Referring expression pointing data
********
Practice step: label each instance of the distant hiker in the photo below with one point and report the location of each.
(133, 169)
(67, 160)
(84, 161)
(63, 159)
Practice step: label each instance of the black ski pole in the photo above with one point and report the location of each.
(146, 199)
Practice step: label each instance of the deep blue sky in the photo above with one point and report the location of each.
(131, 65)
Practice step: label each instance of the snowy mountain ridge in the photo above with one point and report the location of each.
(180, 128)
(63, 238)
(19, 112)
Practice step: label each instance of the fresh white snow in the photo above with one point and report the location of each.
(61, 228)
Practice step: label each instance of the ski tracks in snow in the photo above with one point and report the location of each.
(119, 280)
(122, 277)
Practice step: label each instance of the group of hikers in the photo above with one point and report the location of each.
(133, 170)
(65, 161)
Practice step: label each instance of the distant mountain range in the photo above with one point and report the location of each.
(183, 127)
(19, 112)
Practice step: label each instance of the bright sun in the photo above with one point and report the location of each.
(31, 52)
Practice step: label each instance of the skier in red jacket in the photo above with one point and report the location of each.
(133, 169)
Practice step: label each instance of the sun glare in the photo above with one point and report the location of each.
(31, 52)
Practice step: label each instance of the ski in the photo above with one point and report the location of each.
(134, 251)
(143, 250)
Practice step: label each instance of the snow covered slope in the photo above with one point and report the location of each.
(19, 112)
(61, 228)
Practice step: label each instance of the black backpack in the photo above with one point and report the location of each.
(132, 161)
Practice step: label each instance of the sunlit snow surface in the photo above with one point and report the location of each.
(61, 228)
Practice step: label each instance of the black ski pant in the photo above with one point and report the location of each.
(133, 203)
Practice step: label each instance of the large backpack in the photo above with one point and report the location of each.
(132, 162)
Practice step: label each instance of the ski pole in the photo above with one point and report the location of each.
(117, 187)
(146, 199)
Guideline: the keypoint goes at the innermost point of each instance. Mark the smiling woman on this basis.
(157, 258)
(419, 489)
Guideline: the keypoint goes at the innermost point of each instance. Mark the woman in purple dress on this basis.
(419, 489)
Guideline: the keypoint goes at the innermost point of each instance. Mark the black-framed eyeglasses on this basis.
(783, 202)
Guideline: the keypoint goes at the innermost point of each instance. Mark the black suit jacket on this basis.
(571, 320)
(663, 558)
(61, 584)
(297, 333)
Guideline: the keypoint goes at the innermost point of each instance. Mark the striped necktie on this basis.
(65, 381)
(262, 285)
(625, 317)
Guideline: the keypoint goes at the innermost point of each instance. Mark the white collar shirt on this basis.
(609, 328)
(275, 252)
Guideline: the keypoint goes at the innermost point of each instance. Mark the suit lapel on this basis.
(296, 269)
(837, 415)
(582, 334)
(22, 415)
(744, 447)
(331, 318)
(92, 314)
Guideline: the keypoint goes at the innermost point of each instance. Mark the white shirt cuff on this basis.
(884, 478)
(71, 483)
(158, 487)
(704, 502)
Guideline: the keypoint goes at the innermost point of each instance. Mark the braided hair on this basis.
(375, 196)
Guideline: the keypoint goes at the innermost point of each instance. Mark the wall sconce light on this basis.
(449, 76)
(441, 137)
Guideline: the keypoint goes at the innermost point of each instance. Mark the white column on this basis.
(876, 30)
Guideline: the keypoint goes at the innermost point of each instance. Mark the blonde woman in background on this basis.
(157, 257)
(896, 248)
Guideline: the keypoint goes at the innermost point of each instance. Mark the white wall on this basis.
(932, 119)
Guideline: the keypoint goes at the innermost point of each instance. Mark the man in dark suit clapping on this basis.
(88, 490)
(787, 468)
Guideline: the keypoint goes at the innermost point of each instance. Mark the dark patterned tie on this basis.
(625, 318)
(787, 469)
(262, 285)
********
__Task goal__. From the first line to the last, reproduce the data exactly.

__Solution to the exercise__.
Practice step: label each instance of the distant hiker in the photo below with one point and report the location of each.
(133, 169)
(67, 160)
(84, 161)
(63, 159)
Practice step: label each instance of the black ski pole in the photo above with one point and report the location of each.
(146, 199)
Practice step: label each instance of the deep blue sky in the photo above with one point and report the location of each.
(131, 65)
Practice step: label each instance of the snowy mountain ridge in the photo above with one point and report the location of each.
(180, 128)
(63, 238)
(19, 112)
Practice step: label each instance of the fresh white snow in the photo above with one point and report the location of each.
(61, 228)
Practice step: label each instance of the ski tracks in snow in the photo above with one point and report the location of each.
(119, 280)
(122, 277)
Practice step: label each instance of the group of hikers in the photo above with one point and report the location of each.
(133, 170)
(65, 161)
Practice step: label each instance of the distant mountain range in the photo above with one point and report the location of each.
(183, 127)
(19, 112)
Practice step: label each instance of the bright sun in the photo above with one point and report the location of each.
(31, 52)
Practice step: label each instance of the skier in red jacket in the photo above with one point and report the location of each.
(133, 169)
Practice step: label each instance of the sun glare in the photo above with one point and report the location of each.
(31, 52)
Practice step: label each instance of the ski in the photo above with one point and report the location of each.
(134, 251)
(143, 250)
Practice step: label each instance of the snow covered slope in the photo above with one point and report the location of each.
(19, 112)
(61, 228)
Practice step: label each instance of the black backpack in the photo above with one point and report the location of each.
(132, 161)
Practice step: label each instance of the sunlit snow surface in the photo above with one point and report the location of each.
(61, 228)
Practice step: label each instance of the black ski pant in the photo above with one point and report the location of each.
(133, 203)
Practice step: label each instance of the large backpack in the photo above with one point and report the location of each.
(132, 162)
Practice step: label each instance of the ski pole in the photo above with one point and report the location of each.
(117, 187)
(146, 199)
Guideline: the keypoint goes at the innermost point of each instance. Mark the smiling woman on this basis.
(157, 258)
(419, 489)
Guideline: the keypoint goes at the innermost point of each instance. Mark the woman in purple dress on this basis.
(419, 489)
Guideline: the keypoint goes at the innermost point of each instance. Mark the black-framed eyeglasses on this basis.
(783, 202)
Guideline: the keypoint goes at the innermost point of each instance. Mark the black suit jacket on this basis.
(571, 320)
(663, 558)
(61, 584)
(297, 333)
Guideline: the keypoint goes at the innermost point of each instance. Mark the striped necktie on this basis.
(65, 381)
(262, 285)
(625, 317)
Guideline: the keypoint goes at the innermost point of each instance. Mark the white collar shirt on this basis.
(609, 328)
(275, 252)
Guideline: the keypoint goes at the innermost point of each instance. Mark the suit lapel on this basis.
(296, 269)
(837, 415)
(582, 334)
(22, 415)
(744, 447)
(331, 318)
(92, 314)
Guideline: the keypoint goes at the innermost point of each instance. Mark the white shirt cuff on this basis.
(884, 478)
(71, 483)
(158, 487)
(704, 502)
Guideline: the keypoint goes at the innermost point of each instance. Mark the braided hair on this basis.
(375, 196)
Guideline: the keypoint goes at the innermost point of each instance. Mark the wall sconce light on this basis.
(449, 76)
(441, 137)
Guideline: the keypoint goes at the innermost point of each instance. Mark the white column on this basis.
(876, 30)
Guideline: the keypoint goes at the innermost point of each instance. Mark the blonde woman in background on this basis.
(157, 257)
(896, 248)
Guideline: the keypoint goes at the innermost point of each instance. Mark the white wall on this basis.
(932, 119)
Guideline: the keypoint goes at the innermost point of each instance. Mark the man in dark suit clapping on this basis.
(88, 490)
(787, 468)
Guideline: the keypoint goes at the innermost point of each instance. Mark the dark patterned tie on this basis.
(625, 318)
(787, 469)
(262, 285)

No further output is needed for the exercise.